=== Text section ===
____

I’m Rich Waldron, Founder and CEO of Tray.io. AMA!

In 2012, after years of experimenting with product ideas, I took the plunge and started a company with my two friends, Alistair Russell and Dominic Lewis, in the UK.

Our goal was to build a technology that people loved; we were inspired by reading Techcrunch and learning about all of the amazing technology created in Silicon Valley.

We created Tray.io, which offers a low-code automation platform to give people the capability to build powerful apps, supercharge processes, embed native integrations and connect any service that their heart desires.

The past ten years have been quite the journey; we started in an environment that had a small technology scene and venture community and ultimately ended up (literally) bootstrapping the business by selling Wellington boots on eBay.

From there, we embarked on a rollercoaster ride of joining a variety of startup accelerator programs, identifying what we thought were opportunities, and a series of stops and starts that led us to San Francisco at a time when the city was entering an unprecedented startup boom period.

Through blind faith, stubbornness, and more than our fair share of luck, we managed to stay afloat long enough to hone our vision of a technology platform with a robust product-market fit. We somehow started assembling a team of unimaginably talented people and, over the next decade, raised more than $100M in funding while acquiring customers such as Cisco, FICO, EventBrite, Segment and many others you may have heard of. To this day, I’m still in awe of both how far we’ve come and of the size of the market opportunity that remains in front of us.

I’m excited to participate in this AMA and happy to answer questions on a range of topics; a few that comes to mind are…

  • From idea to paying customers, the overwhelming breadth of advice and why patience is critical
  • The phases of hiring (and identifying your core value)
  • Finding the right investors, and the impact on the value of your board
  • The scale mindset

I’ll be answering questions on February 24th between 8:30-10:00 AM PST, looking forward to it!


Note: This AMA is closed for questions, but you can check out the existing conversations below.

This February 24th, we’re really looking forward to hosting Tray.io’s founder and CEO, Rich Waldron. From finding their footing well outside the valley a decade ago, pivoting early with great poise, doggedly navigating the arduous first few years of hitting PMF, and cracking the ever-exacting mid-market segment, Rich and team have passionately built and scaled a platform that serves 47,000+ customers such as Cisco, Eventbrite, Segment, and others.

AMA Index (Rich’s brain-pickings) :brain:

(Hard-won insights, opinions, and observations; thoughtfully examined and articulated)

How Tray untangles what some have called the “mid-market briar patch”

____

Point-per-instance localization data:
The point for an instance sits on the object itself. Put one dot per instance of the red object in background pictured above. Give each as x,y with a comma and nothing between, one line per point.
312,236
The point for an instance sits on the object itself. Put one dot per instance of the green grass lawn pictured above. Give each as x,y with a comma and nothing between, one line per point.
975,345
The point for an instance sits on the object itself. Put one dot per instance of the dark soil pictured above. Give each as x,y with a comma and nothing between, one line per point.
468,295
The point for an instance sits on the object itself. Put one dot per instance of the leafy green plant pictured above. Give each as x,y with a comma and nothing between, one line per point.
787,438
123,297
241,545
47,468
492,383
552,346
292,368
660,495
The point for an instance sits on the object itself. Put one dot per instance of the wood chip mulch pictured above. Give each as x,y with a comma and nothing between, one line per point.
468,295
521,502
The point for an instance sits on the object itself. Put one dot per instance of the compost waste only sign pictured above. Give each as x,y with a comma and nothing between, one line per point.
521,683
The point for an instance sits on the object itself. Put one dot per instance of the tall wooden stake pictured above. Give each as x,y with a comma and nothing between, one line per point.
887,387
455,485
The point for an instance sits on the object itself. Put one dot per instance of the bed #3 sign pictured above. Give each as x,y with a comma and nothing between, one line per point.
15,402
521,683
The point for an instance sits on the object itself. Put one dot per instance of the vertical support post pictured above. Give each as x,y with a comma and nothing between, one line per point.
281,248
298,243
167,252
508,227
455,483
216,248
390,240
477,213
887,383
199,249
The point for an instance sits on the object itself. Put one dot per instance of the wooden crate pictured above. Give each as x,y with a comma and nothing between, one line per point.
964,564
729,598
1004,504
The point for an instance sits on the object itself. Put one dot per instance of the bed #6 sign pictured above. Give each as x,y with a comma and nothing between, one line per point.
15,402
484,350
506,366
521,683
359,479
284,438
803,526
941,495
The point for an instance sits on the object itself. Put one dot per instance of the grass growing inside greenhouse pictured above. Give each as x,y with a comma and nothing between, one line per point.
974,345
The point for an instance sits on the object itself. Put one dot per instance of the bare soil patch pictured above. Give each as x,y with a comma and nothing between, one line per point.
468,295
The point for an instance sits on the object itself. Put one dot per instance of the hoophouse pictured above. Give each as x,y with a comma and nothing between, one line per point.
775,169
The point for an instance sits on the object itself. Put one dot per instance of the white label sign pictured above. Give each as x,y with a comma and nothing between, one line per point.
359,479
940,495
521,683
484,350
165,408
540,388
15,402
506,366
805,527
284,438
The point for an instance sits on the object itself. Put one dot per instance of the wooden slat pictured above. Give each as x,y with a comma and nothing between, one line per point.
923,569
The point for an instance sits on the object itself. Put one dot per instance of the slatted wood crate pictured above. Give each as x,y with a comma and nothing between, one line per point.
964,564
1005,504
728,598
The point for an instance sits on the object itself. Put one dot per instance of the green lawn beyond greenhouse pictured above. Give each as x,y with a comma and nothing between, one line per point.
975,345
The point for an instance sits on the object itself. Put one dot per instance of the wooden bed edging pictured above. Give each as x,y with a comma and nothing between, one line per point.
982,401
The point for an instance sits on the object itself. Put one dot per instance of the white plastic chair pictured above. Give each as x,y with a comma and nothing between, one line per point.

____

=== Questions on the material ===
a) Answer the following from the Tray.io AMA text.
(i) In what year did the founders start the company?
(ii) According to the text, what did the founders sell on eBay to bootstrap the business?
(iii) How many customers does the host's introduction say the platform serves?
b) Continue the Tray.io AMA text from the point at which it stops.

=== Results by task ===
a)
(i) 2012
(ii) Wellington boots
(iii) 47,000+

b)
The “forever iteration" of org design
Making strategic decisions when advice points everywhere
How should one think about US expansion
How Rich allocates his time; “Some of the most effective time spent is really trying to diagnose and unblock anything that is slowing us down”
The “founding pillar” in Tray’s approach to building out integrations
Why founder openness dictates a team’s scaling capabilities (and investors’ trust)
“I’m sure there many experiences that were exceptionally painful at the time that I look back on through a different lens today”
On patience and the scale mindset
Weaving the product’s vision with customer learnings; “I don’t think this challenge every really fades away it just seems to evolve over time”

Further reading/listening/pondering from the interwebz :open_book:/:headphones:

(Other insightful excerpts drawn from blog posts, interviews, and conversations)

On time and investor relations:

I’m not saying you want to fill your schedule with hanging out with investors all the time. But regularly meeting people that can add benefits to the business, and could ultimately invest or become partners with the company, makes a lot of sense.

From our perspective, spending time with investors also leads to customer intros, or partner intros that are extremely useful from their portfolio companies or the organizations they’re meeting.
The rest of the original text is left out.